LISTING:
↓↓↓

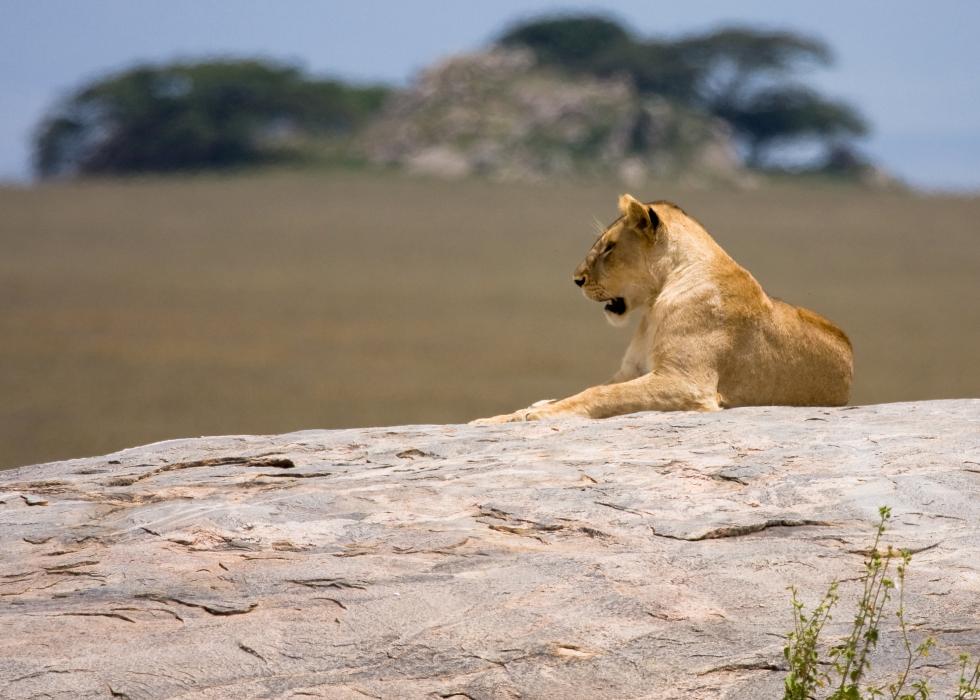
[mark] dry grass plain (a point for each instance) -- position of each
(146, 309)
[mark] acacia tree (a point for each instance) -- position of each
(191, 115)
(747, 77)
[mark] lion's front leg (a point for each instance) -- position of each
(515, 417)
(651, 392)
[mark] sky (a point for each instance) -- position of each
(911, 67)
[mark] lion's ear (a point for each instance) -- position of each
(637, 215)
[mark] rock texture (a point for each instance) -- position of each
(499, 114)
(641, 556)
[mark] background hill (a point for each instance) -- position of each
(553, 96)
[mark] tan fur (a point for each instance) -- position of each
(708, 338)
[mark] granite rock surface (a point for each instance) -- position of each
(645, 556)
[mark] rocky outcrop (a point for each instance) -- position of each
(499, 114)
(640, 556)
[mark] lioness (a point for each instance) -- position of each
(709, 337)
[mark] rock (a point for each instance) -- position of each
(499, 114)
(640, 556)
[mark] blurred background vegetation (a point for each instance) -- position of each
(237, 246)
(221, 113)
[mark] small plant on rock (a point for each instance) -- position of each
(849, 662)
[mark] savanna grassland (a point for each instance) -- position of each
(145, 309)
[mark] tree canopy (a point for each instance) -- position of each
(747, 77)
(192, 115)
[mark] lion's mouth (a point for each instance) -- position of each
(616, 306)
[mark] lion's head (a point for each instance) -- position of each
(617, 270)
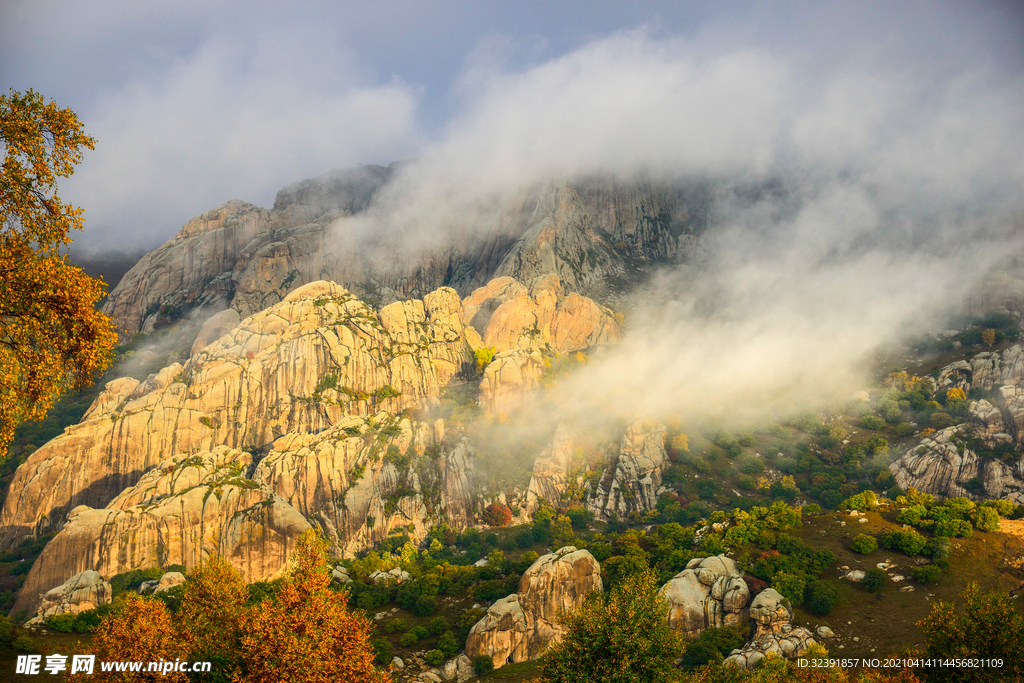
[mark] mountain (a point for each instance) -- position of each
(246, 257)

↑↑↑

TASK DESCRIPTION:
Can you rewrite all of the lines above, changing "position of each" to "location of each" everywhere it occurs and keeping everything else the same, but leaving the pictures out?

WORKED SOLUTION:
[mark] dry grass plain (a point for each instance) -- location of each
(146, 309)
[mark] acacia tree (a point for each instance) -- location of each
(191, 115)
(747, 77)
[mark] lion's front leg (a point for each instance) -- location of each
(515, 417)
(651, 392)
[mark] sky (a point for each instance) -- location of each
(911, 67)
[mark] lion's ear (a point for each instance) -- location of each
(637, 215)
[mark] rock texture (a point for each instance) -- location of each
(499, 114)
(641, 556)
[mark] background hill (a point for each instance) -- location of each
(553, 96)
[mark] tan fur (a point for each instance) -- location of each
(708, 338)
[mark] granite rock surface (a point for each instance) -- location of each
(645, 556)
[mark] rocky outcrop (a point for each instance) -- location of each
(499, 114)
(640, 556)
[mark] lioness (a point for each instance) -- location of each
(709, 337)
[mark] rock (a point for each instance) -- location of each
(499, 114)
(640, 556)
[mark] blurred background vegetation (a point for each instance) -- location of each
(237, 246)
(221, 113)
[mark] small plant on rock (a point for each instance) -- location of each
(849, 662)
[mark] savanna grassland (a point for each instance) -- location of each
(145, 309)
[mark] tree canopy (a point for each instance) -- location of each
(747, 77)
(192, 115)
[mark] lion's mouth (a point for each instance) -- location of each
(616, 306)
[mark] lion's head (a point for each instance) -- location of each
(617, 270)
[mark] mountain (a point for each instance) -- location of each
(246, 257)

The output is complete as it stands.